**Problem to work on**. For this exercise, write out every entry exactly and leave the pictures out.

**Listed records**.
-------------------------

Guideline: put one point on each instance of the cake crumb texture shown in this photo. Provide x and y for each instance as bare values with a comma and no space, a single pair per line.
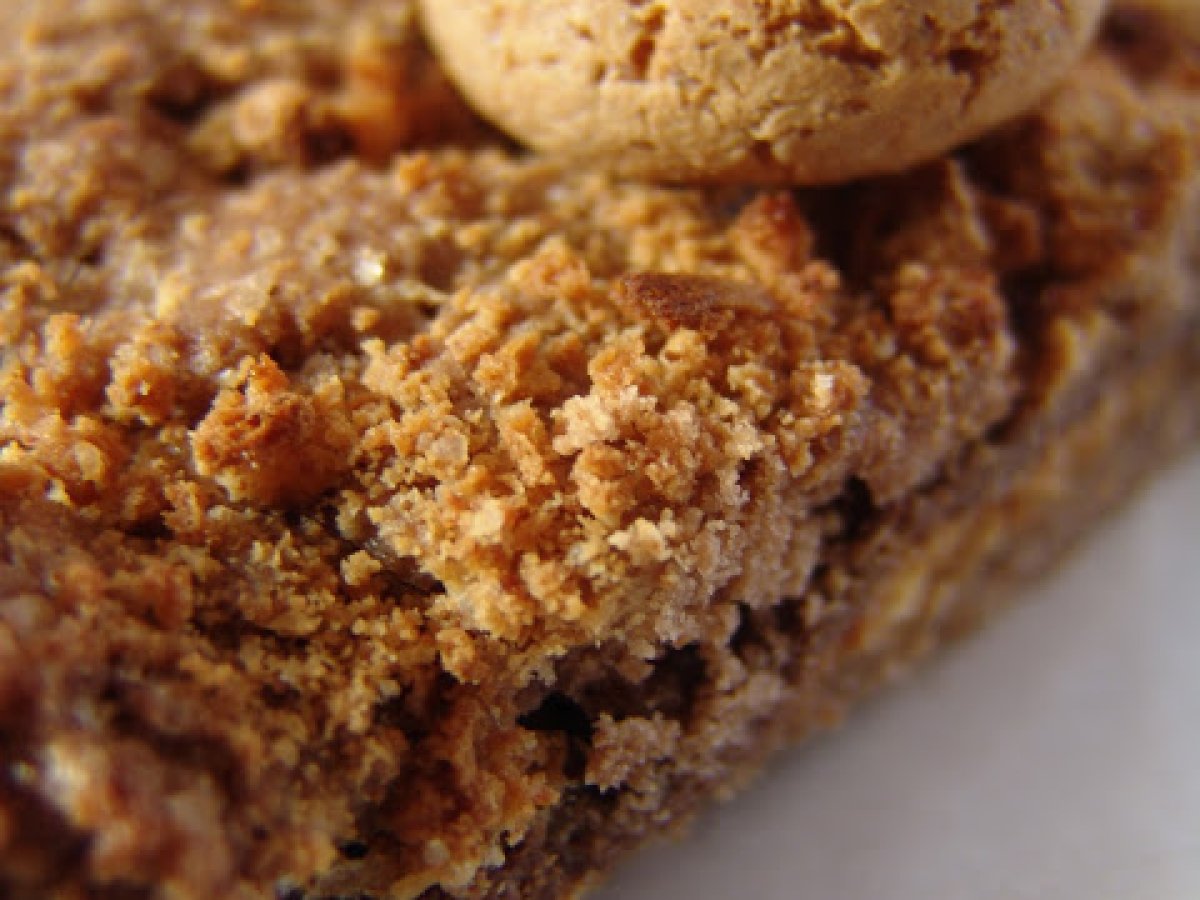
375,498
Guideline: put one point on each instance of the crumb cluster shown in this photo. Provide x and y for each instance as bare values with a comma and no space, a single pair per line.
369,491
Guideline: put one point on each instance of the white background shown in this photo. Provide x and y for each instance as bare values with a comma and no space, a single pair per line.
1055,756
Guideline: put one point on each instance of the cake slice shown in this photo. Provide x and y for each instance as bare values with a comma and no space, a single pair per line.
388,514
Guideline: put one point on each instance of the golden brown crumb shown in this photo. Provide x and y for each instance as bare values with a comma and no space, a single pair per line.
367,504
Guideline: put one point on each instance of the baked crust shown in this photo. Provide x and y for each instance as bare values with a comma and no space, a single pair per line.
389,526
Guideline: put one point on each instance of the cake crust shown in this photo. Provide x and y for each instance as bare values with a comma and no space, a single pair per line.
385,511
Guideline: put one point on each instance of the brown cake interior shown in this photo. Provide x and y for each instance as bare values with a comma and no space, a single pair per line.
385,511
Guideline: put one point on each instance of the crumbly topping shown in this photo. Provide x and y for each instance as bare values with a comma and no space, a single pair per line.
331,438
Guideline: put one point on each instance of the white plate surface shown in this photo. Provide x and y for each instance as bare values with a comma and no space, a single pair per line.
1056,756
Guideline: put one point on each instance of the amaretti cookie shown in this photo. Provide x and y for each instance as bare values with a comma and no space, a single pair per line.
389,514
784,91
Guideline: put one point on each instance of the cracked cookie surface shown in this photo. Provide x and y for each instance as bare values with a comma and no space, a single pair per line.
798,91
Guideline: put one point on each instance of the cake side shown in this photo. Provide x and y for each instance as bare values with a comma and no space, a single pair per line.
359,519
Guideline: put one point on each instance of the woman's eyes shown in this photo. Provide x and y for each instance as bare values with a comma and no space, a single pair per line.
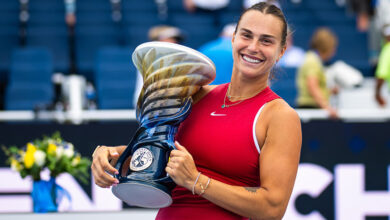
266,41
246,36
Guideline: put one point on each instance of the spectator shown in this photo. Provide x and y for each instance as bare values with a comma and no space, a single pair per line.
162,33
293,57
196,5
383,69
311,80
220,52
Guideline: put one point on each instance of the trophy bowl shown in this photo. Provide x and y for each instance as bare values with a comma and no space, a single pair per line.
171,74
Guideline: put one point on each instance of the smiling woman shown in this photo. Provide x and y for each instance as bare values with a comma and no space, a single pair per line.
238,150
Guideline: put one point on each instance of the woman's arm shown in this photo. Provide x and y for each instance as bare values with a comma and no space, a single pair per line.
279,160
104,158
315,92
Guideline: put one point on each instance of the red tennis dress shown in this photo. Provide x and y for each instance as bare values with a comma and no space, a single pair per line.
224,147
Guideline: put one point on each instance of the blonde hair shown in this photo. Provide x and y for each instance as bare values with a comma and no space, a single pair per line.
323,40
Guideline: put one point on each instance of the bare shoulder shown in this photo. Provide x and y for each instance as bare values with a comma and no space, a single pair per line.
278,111
203,91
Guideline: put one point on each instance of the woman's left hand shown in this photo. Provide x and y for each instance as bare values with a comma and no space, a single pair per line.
181,167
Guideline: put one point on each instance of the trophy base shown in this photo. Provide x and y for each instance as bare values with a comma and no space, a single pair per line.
143,194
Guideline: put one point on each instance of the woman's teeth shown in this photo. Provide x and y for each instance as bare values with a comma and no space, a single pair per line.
250,60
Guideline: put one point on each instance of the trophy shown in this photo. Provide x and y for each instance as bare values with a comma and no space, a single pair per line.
172,74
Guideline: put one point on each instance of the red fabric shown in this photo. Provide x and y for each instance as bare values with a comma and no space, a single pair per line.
222,145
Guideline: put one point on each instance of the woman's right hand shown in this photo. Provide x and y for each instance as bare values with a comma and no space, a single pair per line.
104,158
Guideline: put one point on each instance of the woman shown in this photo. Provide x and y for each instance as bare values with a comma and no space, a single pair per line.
218,157
311,79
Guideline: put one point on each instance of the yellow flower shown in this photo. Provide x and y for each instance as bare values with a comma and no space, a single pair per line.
15,165
51,149
29,157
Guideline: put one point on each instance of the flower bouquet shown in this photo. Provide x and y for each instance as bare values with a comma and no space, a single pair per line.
55,154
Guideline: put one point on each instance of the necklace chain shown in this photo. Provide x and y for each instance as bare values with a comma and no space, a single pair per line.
224,105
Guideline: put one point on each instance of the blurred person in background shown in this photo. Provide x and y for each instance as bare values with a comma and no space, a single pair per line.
163,33
220,52
204,5
371,15
242,122
383,69
294,55
311,80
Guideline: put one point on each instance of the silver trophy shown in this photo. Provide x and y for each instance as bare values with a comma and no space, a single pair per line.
172,74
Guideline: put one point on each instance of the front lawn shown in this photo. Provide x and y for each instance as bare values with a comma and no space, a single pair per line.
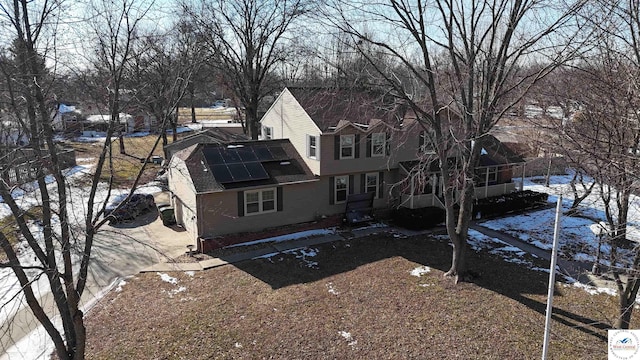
353,299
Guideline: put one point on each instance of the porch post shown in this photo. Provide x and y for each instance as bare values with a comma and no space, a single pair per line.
412,190
486,183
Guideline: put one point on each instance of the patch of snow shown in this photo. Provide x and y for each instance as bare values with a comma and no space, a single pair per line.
347,336
331,289
420,270
293,236
120,285
167,278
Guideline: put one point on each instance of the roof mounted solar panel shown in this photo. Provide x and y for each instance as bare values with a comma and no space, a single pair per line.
230,156
221,173
256,171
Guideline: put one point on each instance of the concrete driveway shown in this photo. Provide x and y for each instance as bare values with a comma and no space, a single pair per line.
119,251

-------------------------

**Written solution**.
Guideline: put one point on each instance of the cake crumb texture shown in this photo. Provide x and y for each instance as bare values with a comma and no space, a single pair per line.
375,498
Guideline: put one point on each instance of the crumb cluster shown in this photo. Provide x and y for each instance as bare values with a comma and no space, a single pair per line.
369,491
Guideline: put one point on each instance of the white background shown in this photo. Provide x and y for each instance as bare values with a comma and no space, a single pair per line.
1055,756
Guideline: put one point on each instance of the cake slice shown in this photo. Provide x and y for each instance as bare values with a comma and no space, a single pair per line.
388,514
Guideline: put one point on each instance of the golden brown crumb shown in this photo. Provide x and y for each instance as bare values with a comma and no space, a single pair per line.
367,504
Guideline: put one point on each instance of the baked crust shown in this photo. Provide x and y for each instance as bare values with a comma and no space, a single pair per line.
389,526
Guideline: put one point on each instance of the cake crust shown in this photo. Provide x and y for each instance as bare values with a comma and no space, a single pair per line.
385,511
Guideline: put one point on each instance of the brown cake interior shown in this photo. Provide x and y for each instance as bare values with a comma and no space, a single pair per line.
385,511
Guideline: put one point on each instance of the crumbly topping shown in this photo. Provide x and y for each instance as bare values with a comma and no space, a single pair per line.
331,438
Guideline: put one point on each instance of the white plate surface shown in this photo. Provide x and y for each instance as bare values with a comma and no space, a single pair per line.
1056,756
Guideline: put one point on each instance of the amaretti cookie shown in this photo. Provide x and y for each instance as bare values with a comma and no space, a single pair per line.
389,514
784,91
Guideline: put one point on each instance of the cracked cookie surface shown in this photo. Provide x and y for each instance as bare values with a comma and no space, a single pair per line.
798,91
Guideline: put one point on each instance of the cake side shown in this photo. Provide x and y for each instance as bare values with a comma and no space, a single pair per line.
359,519
Guideline: put one point on each instance of the woman's eyes shown in this photo. Provide x and y for each instance as bare values with a comma and no space, a single pair per line.
266,41
246,36
Guideline: put one point on each instance of the spectator shown in this photo. Provide x and y for each instance as bare values with a comma and no space, a single pair per line.
162,33
293,57
196,5
383,69
311,80
220,52
Guideline: put one point on each instance of the trophy bowl shown in this photo. Provide x and y for each instance as bare values with a comma and no space, a single pair per line.
171,74
Guideline: put one point on each instance of the smiling woman shown in this photo. Provide x and y for each instance as bare values with a comma and no space, a single pair per line.
238,150
Guideline: put one point on each instance of the woman's arm shown in this photo. Provide x and y for each instance as bare values with a comma and no space, a single pair per line.
279,160
104,158
315,92
Guideline: put one point on each instance of the red tennis dress shown in this photo. Provide x and y for each instance as bare values with a comma and no space, a single pair per line.
224,147
Guideline: put one point on each instance of the blonde hair shown in this photo. Provide x and y for each instance as bare values with a comma and no space, a single pair per line.
323,40
Guideline: put one point on each instance of the bare shoulder shown in this photo. Provide x and y for each instance as bare values with a comma and no space, a single pair per line.
278,111
203,91
Guideline: put one point on each instance of the woman's left hand shown in this photo. Provide x and y for each instance as bare values with a comma and no space, a single pair per line.
181,167
Guideline: put one point on each instance of the trophy base shown in this photo. Provide x and y for each instance as bare values with a comma and no space, a single pair per line.
143,194
Guideline: put one point on each instance of the woman's teeth shown in this photo. Provide x and y for each instance as bare values with a comma and no space, a single pair per line.
250,60
Guideline: put one point on each instance of the trophy shown in this photo. Provide x and y for each instance as bare values with a comma and no space, a single pair per line.
172,74
Guideline: put one point on each instance of the red fabric shown in this photo. Provide x and y for each instance as bare values with a comma and no space, a single pair per line.
222,145
Guideline: put one point on each instance of the woman's right hand shown in this photo. Provide x and y for each instance as bare values with a comma and no space, a single pair per line.
104,158
Guideline: put one point on each instance of the woman shown in this photo. Provide x and y for each instance as bare values with a comma and no space, a single pair per line.
218,157
311,79
Guideline: put one point on each instance of the yellow flower shown in this photo. Provide x and y for each instance as bare values with a comma and no space, a single pair per line.
15,165
51,149
29,157
Guideline: put one point on each instance of the flower bouquet shown in this photo. Provide x and y for each instance as bare values with a comma and no space, a single pair per line.
55,154
Guideline: put one point on each instance of the necklace chain shown in this photo. Provide x and y for each instance as bare values with a comma and no space, a single pair per line.
224,105
Guideline: put one point on each instance of the blurred person in background shown in this photo. Provide x and y for each instance as bare values with a comma and no space, a single pair per line.
163,33
220,52
204,5
371,15
242,122
383,69
294,55
311,80
Guideline: put one point on each instance of the silver trophy shown in this photo. Provide x and y for each instance as bare values with a comma and no space, a single pair per line.
172,74
Guideline: put one point on each instance of the front lawn shown in this photo. Provide x and y for each instance as bare values with a comma and no space, a single pair per line.
353,299
Guideline: put one point on each instance of the porch post shown in this photo. Provide x and y for each instance as bare values with a comma and no space, a single pair per line.
412,190
486,183
Guideline: put one point on each instance of the patch of snow shown in this photo. Provide x and y for each instance as bare values with a comma and no space, a single pair per line.
347,336
331,289
420,270
293,236
120,285
167,278
Guideline: put one point on each instance of the roof mounted solar panel shown in this photo. Provide x and y for each instance as bare values with a comma and no space, a single pair per line.
230,156
221,173
256,171
Guideline: put one point on each instance of the concrete driveway shown in this photo. Provide x and y for each instance as bare values with a comma and no space, a single pair per line.
119,251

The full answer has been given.